Please extract every line of the rows below that contains the string "haze", where case counts.

[Entries from a dataset]
━━━

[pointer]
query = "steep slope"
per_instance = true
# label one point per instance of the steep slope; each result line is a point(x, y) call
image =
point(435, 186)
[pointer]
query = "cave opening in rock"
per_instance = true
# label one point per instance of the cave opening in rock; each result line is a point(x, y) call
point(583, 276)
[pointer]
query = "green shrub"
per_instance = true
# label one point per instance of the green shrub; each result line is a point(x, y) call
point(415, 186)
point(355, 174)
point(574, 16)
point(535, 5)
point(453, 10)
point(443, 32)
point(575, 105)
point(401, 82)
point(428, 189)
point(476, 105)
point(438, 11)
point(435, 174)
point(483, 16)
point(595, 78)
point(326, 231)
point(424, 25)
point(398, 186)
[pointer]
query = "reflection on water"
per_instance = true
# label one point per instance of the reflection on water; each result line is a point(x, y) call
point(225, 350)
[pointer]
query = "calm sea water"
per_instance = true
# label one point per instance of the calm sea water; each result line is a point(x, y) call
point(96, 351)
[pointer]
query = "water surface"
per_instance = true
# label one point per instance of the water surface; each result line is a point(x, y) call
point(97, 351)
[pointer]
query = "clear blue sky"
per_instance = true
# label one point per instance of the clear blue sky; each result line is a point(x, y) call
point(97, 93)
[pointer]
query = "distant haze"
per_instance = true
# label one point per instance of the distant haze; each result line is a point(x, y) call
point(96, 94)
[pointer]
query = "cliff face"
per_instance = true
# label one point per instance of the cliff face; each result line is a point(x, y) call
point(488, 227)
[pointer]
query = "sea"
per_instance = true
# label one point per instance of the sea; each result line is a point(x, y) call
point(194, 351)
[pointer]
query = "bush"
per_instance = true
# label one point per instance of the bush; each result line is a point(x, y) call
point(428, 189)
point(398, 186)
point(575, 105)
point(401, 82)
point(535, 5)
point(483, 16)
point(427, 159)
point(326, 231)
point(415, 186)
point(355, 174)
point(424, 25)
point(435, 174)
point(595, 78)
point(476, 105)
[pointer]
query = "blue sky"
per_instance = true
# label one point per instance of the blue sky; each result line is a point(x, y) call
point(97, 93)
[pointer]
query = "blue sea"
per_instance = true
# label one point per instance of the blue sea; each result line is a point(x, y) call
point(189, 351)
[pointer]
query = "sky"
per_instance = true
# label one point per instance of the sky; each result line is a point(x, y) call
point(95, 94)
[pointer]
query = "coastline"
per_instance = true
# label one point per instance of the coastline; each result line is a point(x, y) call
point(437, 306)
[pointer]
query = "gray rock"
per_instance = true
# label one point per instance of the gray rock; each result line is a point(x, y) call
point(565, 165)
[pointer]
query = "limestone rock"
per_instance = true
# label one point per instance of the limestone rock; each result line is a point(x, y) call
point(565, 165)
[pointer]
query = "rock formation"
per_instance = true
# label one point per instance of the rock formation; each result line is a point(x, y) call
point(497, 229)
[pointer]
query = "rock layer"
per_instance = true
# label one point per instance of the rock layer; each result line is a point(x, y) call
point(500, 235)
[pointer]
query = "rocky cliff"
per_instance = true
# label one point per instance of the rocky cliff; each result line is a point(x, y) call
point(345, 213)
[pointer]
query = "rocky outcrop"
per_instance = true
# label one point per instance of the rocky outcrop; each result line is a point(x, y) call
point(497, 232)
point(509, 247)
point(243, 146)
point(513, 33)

━━━

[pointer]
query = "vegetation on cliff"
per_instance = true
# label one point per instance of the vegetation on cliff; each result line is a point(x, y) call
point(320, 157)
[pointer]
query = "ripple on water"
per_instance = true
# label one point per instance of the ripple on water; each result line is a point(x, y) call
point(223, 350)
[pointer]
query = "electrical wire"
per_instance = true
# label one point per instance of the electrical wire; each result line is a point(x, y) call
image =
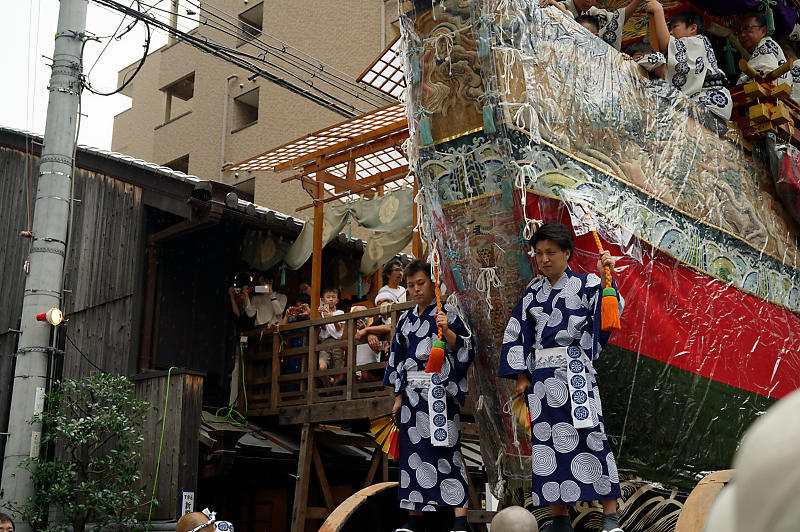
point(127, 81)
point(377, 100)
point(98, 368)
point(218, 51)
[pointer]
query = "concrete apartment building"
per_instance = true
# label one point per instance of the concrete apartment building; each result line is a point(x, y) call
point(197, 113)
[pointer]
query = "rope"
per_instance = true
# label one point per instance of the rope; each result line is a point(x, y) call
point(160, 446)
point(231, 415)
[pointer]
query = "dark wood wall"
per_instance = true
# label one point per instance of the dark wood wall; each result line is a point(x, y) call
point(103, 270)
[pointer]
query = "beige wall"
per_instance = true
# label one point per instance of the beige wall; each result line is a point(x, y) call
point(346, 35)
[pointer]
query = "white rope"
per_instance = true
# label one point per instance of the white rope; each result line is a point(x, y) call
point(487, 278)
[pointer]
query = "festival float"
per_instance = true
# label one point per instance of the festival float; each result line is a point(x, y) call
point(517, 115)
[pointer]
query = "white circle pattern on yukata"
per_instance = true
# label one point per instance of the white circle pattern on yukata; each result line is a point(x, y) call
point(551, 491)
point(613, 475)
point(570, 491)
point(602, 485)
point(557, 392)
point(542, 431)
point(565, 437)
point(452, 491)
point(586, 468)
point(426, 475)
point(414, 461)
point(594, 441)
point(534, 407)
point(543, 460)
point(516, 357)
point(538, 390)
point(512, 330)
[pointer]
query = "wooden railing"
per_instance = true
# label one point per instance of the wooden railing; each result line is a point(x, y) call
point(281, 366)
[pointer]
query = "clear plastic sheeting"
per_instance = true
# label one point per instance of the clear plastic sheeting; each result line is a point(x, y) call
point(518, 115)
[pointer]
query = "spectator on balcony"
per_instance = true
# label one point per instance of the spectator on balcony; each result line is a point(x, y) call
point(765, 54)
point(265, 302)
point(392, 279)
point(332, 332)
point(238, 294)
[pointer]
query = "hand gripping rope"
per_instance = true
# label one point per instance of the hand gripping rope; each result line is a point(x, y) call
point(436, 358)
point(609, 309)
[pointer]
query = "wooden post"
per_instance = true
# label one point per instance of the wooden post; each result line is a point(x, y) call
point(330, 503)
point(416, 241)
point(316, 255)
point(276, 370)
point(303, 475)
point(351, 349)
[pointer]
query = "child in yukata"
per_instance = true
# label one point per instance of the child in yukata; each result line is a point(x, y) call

━━━

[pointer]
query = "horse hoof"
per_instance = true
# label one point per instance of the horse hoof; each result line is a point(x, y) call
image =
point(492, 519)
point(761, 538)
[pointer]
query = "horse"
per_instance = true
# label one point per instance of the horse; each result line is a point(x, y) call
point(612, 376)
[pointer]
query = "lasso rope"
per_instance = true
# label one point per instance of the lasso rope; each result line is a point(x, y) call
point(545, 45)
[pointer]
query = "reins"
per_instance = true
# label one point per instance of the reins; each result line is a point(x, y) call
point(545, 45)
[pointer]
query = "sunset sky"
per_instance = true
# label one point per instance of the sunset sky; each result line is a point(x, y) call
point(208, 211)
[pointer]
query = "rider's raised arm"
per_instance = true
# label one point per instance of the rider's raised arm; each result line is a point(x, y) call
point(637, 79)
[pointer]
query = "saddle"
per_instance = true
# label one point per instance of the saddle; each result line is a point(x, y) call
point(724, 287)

━━━

§ EXPECTED ANSWER
query = "distant haze"
# label one point per instance of the distant haze; each result line is a point(x, y) call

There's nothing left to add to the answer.